_SOURCE DOCUMENT:_
════════
This lack of depth in behavioral research shows in the Watch’s reward design. It’s not just that the Watch doesn’t take into account the recent stuff — the old stuff Skinner produced isn’t reflected, either — but Apple hasn’t participated in the kinds of verification studies that might give someone confidence in their approach to fitness. As long as Apple isn’t making a specific health claim, it doesn’t have to verify its device is accurate with the FDA. Only a few studies exist on fitness trackers’ accuracy, Patel says, which makes it challenging for both patients and doctors to trust a smartwatch’s data. And the rewards aren’t set up in the ways we know are most effective. The Watch is ultimately a weak tool. It might be effective for some people, but there’s a lot of behavioral research out there that suggests it could be much more effective for many more people.
This is an interesting point. The Apple Watch is not in any way “scientific;” it’s based on some simple ideas that won’t confuse people, and that are easy to put into practice. And that can be easily displayed.
════════
_REQUIRED ACTION 1:_ Return the part of the Apple Watch passage from "This is an interesting" up to and including "be easily displayed.", copied exactly.
_REQUIRED ACTION 2:_ In the Apple Watch passage, what does Apple not need to do as long as it makes no specific health claim?

_THE DATA:_
════════
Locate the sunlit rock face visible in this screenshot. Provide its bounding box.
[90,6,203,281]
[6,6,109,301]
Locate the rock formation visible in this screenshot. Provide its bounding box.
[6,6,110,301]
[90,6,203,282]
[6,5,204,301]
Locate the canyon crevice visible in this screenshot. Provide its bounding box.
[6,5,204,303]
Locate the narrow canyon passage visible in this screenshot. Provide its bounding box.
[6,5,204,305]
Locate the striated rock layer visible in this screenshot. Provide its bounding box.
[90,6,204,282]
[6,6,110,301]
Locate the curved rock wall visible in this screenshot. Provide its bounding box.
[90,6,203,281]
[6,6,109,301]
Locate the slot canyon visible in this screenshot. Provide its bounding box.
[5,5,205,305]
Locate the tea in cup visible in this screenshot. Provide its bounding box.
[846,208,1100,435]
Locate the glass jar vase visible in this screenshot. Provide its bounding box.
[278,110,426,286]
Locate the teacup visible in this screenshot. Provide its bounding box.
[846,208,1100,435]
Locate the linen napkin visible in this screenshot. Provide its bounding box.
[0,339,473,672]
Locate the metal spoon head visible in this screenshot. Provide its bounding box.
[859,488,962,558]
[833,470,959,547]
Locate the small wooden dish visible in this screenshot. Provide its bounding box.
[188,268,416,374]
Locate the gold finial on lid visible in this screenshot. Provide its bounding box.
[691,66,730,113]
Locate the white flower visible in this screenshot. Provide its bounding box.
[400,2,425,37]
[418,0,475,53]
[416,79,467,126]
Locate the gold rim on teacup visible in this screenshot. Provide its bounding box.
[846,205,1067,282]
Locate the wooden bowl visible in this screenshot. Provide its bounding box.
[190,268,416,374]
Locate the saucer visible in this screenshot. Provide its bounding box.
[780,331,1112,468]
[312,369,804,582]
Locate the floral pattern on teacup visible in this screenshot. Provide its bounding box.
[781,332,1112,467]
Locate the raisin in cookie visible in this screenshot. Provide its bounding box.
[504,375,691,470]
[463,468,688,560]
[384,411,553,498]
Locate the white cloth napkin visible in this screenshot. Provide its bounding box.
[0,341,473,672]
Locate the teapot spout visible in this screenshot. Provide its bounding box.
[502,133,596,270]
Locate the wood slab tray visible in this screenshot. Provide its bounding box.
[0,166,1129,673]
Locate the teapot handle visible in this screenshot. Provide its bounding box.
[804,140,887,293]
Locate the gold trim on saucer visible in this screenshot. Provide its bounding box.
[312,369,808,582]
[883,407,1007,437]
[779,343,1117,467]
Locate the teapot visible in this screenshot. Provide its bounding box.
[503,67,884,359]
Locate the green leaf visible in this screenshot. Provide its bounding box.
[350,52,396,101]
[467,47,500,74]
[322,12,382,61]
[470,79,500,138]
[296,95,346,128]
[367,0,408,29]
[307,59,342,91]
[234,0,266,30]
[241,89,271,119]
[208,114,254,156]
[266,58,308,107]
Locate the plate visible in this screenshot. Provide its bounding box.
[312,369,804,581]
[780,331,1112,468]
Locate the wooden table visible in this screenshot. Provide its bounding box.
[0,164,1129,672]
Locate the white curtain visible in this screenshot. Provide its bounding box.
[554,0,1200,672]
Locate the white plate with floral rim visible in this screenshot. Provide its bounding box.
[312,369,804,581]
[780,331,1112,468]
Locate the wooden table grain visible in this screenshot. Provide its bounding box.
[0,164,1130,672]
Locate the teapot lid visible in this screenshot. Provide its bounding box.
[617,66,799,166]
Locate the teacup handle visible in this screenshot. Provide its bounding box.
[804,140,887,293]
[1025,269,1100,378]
════════
_RESPONSE AREA 1:_
This is an interesting point. The Apple Watch is not in any way “scientific;” it’s based on some simple ideas that won’t confuse people, and that are easy to put into practice. And that can be easily displayed.

_RESPONSE AREA 2:_ It does not have to verify with the FDA that its device is accurate.